◆ DATA SHOWN
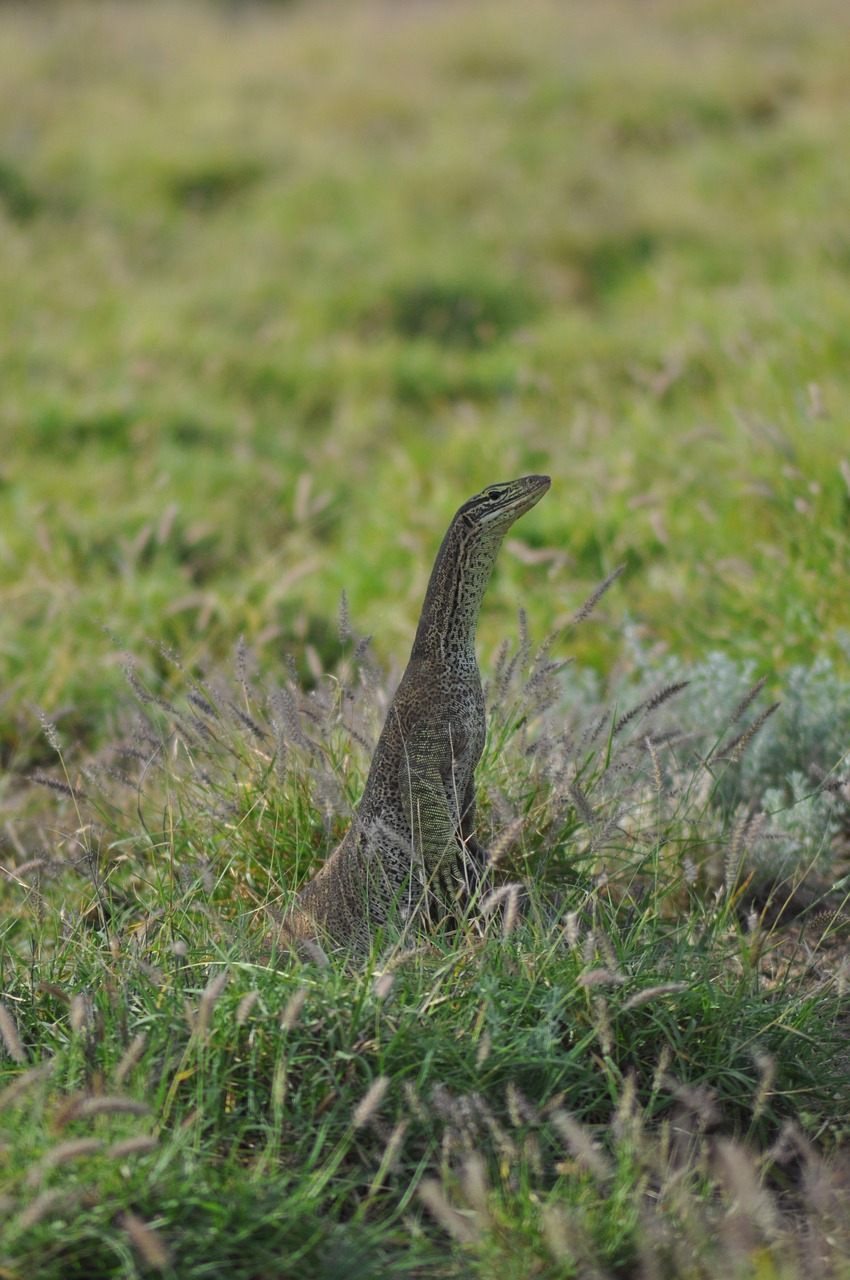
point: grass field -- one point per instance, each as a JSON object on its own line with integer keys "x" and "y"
{"x": 280, "y": 286}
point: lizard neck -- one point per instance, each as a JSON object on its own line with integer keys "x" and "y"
{"x": 446, "y": 634}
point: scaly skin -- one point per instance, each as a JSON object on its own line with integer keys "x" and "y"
{"x": 411, "y": 848}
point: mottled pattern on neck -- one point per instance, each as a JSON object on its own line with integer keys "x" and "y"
{"x": 411, "y": 849}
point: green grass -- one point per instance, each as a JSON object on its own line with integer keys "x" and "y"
{"x": 280, "y": 286}
{"x": 647, "y": 1061}
{"x": 274, "y": 304}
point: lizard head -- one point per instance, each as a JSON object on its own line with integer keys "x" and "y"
{"x": 494, "y": 510}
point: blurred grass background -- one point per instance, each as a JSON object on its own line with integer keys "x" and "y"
{"x": 280, "y": 286}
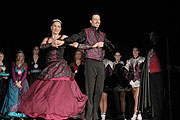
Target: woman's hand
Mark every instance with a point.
(75, 44)
(18, 84)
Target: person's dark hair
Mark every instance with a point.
(56, 20)
(95, 13)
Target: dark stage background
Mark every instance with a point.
(126, 23)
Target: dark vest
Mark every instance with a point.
(94, 53)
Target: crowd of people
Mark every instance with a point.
(91, 87)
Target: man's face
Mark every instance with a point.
(95, 22)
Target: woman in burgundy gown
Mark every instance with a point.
(55, 94)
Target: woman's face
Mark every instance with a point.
(117, 56)
(36, 50)
(78, 55)
(56, 28)
(95, 21)
(20, 56)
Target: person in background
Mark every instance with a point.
(35, 64)
(120, 86)
(3, 80)
(133, 74)
(108, 68)
(152, 91)
(77, 67)
(18, 87)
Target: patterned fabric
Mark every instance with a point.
(55, 70)
(120, 82)
(134, 68)
(95, 53)
(55, 94)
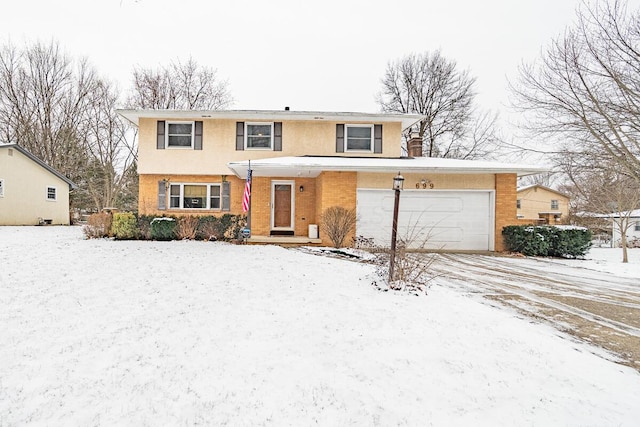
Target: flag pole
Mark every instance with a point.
(250, 185)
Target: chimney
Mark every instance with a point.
(414, 145)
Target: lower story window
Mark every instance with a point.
(51, 193)
(194, 196)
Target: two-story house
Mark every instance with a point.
(196, 162)
(542, 204)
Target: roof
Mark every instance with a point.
(528, 187)
(24, 151)
(625, 214)
(312, 166)
(134, 116)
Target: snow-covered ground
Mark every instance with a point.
(100, 332)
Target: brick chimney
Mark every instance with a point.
(414, 145)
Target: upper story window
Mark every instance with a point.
(359, 138)
(51, 193)
(259, 136)
(179, 135)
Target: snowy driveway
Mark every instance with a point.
(599, 307)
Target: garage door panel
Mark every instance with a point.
(445, 220)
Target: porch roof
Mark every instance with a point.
(312, 166)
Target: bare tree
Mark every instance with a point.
(432, 85)
(43, 98)
(584, 93)
(186, 86)
(63, 113)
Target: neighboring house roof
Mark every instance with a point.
(625, 214)
(134, 116)
(24, 151)
(311, 166)
(542, 187)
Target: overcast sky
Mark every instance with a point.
(319, 56)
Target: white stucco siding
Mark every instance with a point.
(24, 200)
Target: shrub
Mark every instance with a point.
(337, 222)
(124, 226)
(144, 226)
(98, 225)
(163, 228)
(557, 241)
(186, 227)
(225, 227)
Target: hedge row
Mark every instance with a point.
(128, 226)
(554, 241)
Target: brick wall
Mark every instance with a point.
(335, 189)
(506, 196)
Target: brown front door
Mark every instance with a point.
(282, 205)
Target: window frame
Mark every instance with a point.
(359, 150)
(208, 197)
(167, 135)
(246, 135)
(48, 193)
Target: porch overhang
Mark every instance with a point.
(312, 166)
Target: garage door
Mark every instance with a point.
(448, 220)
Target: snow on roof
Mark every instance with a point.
(527, 187)
(407, 120)
(626, 214)
(311, 166)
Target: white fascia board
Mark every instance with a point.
(134, 116)
(313, 166)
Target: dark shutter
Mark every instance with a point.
(197, 142)
(377, 138)
(339, 138)
(226, 196)
(239, 135)
(160, 137)
(277, 136)
(162, 195)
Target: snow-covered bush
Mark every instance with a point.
(163, 228)
(556, 241)
(98, 225)
(124, 226)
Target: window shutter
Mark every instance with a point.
(277, 136)
(226, 196)
(197, 142)
(160, 137)
(377, 138)
(239, 136)
(339, 138)
(162, 195)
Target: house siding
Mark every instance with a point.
(26, 182)
(299, 138)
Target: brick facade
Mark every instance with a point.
(506, 196)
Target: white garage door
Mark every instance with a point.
(448, 220)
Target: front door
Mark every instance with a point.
(282, 205)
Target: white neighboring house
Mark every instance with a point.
(632, 220)
(31, 192)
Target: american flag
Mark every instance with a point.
(246, 196)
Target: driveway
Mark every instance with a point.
(597, 307)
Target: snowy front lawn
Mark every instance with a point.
(99, 332)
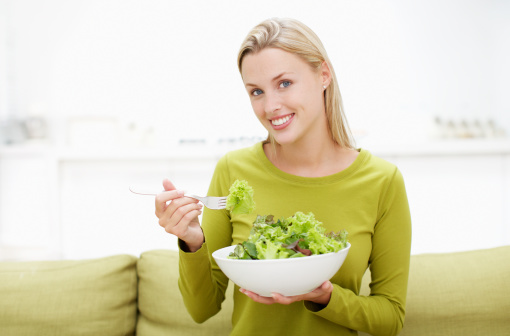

◆ EXERCISE OBJECTIVE
When the word "white" occurs in a line above, list that line.

◆ RESULT BELOW
Target: white stucco siding
Target: white fascia board
Target: white garage door
Target: white neighboring house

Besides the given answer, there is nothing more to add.